Directions for this task
Repeat all of the records below word for word, leaving out the pictures.

Stored items:
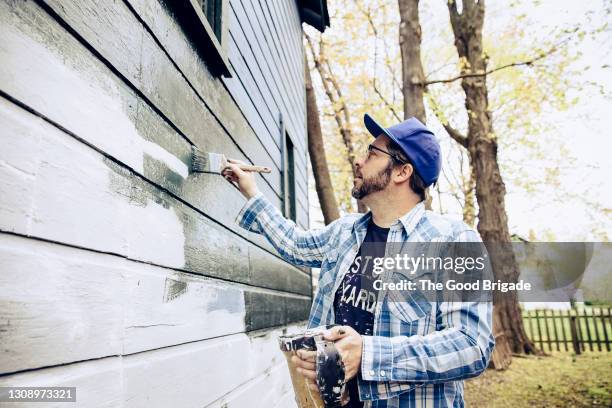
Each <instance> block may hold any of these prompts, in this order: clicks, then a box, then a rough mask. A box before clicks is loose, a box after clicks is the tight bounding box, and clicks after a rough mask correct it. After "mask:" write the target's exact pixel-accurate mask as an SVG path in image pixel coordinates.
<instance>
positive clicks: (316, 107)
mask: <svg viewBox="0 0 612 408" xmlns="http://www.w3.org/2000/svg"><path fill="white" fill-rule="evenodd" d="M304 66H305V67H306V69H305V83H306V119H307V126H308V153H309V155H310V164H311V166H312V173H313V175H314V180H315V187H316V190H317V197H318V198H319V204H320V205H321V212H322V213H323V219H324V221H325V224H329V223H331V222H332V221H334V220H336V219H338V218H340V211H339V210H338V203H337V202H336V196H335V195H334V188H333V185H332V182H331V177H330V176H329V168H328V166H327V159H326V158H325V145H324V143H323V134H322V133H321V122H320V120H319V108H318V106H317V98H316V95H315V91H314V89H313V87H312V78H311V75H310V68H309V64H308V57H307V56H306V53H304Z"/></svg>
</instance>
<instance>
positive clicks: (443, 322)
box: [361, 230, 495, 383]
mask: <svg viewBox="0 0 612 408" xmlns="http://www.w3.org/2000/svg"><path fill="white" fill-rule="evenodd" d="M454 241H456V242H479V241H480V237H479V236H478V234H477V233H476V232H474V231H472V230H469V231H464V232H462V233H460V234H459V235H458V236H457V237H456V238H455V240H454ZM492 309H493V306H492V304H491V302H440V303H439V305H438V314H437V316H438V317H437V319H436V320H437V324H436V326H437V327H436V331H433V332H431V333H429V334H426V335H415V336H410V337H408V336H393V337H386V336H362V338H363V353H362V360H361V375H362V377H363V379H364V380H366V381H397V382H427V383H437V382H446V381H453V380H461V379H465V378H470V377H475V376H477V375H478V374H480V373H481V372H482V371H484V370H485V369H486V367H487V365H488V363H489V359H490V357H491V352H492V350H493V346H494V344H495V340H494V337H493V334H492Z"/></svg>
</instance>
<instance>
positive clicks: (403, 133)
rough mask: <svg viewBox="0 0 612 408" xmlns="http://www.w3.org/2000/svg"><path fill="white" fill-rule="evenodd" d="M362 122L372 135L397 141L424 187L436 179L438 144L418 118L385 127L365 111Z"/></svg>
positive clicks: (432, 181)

Written solution
Each <instance> block may hold any of these prompts, in this order: clicks, then a box, then a rough mask. A box before clicks is loose, a box after clicks is the tight bounding box, and clicks after a rough mask correct it. After "mask:" write the target's exact pixel-accurate mask as an SVG path in image pixel coordinates.
<instance>
positive clicks: (316, 107)
mask: <svg viewBox="0 0 612 408" xmlns="http://www.w3.org/2000/svg"><path fill="white" fill-rule="evenodd" d="M304 66H305V67H306V69H305V83H306V119H307V126H308V153H309V155H310V164H311V166H312V173H313V175H314V180H315V187H316V190H317V197H318V198H319V204H320V205H321V212H322V213H323V219H324V221H325V224H329V223H331V222H332V221H334V220H336V219H338V218H340V211H339V210H338V203H337V202H336V196H335V195H334V188H333V185H332V182H331V177H330V176H329V168H328V166H327V159H326V158H325V145H324V143H323V134H322V133H321V122H320V120H319V108H318V106H317V98H316V95H315V91H314V89H313V87H312V78H311V75H310V68H309V64H308V57H307V56H306V53H304Z"/></svg>
</instance>
<instance>
positive clicks: (443, 322)
box: [361, 230, 495, 383]
mask: <svg viewBox="0 0 612 408" xmlns="http://www.w3.org/2000/svg"><path fill="white" fill-rule="evenodd" d="M454 241H456V242H479V241H480V237H479V236H478V234H477V233H476V232H474V231H472V230H469V231H464V232H462V233H460V234H459V235H458V236H457V237H456V238H455V240H454ZM492 309H493V306H492V304H491V302H440V303H439V305H438V314H437V316H438V317H437V319H436V320H437V324H436V326H437V327H436V331H433V332H431V333H429V334H426V335H415V336H410V337H408V336H393V337H386V336H362V338H363V353H362V360H361V375H362V377H363V379H364V380H366V381H397V382H427V383H437V382H446V381H453V380H461V379H465V378H470V377H475V376H477V375H478V374H480V373H481V372H482V371H484V370H485V369H486V367H487V365H488V363H489V359H490V357H491V352H492V350H493V346H494V344H495V340H494V337H493V334H492Z"/></svg>
</instance>
<instance>
positive clicks: (403, 133)
rough mask: <svg viewBox="0 0 612 408" xmlns="http://www.w3.org/2000/svg"><path fill="white" fill-rule="evenodd" d="M362 122L372 135L397 141L424 187L436 179L438 144L418 118L385 127L365 111Z"/></svg>
positive clicks: (432, 181)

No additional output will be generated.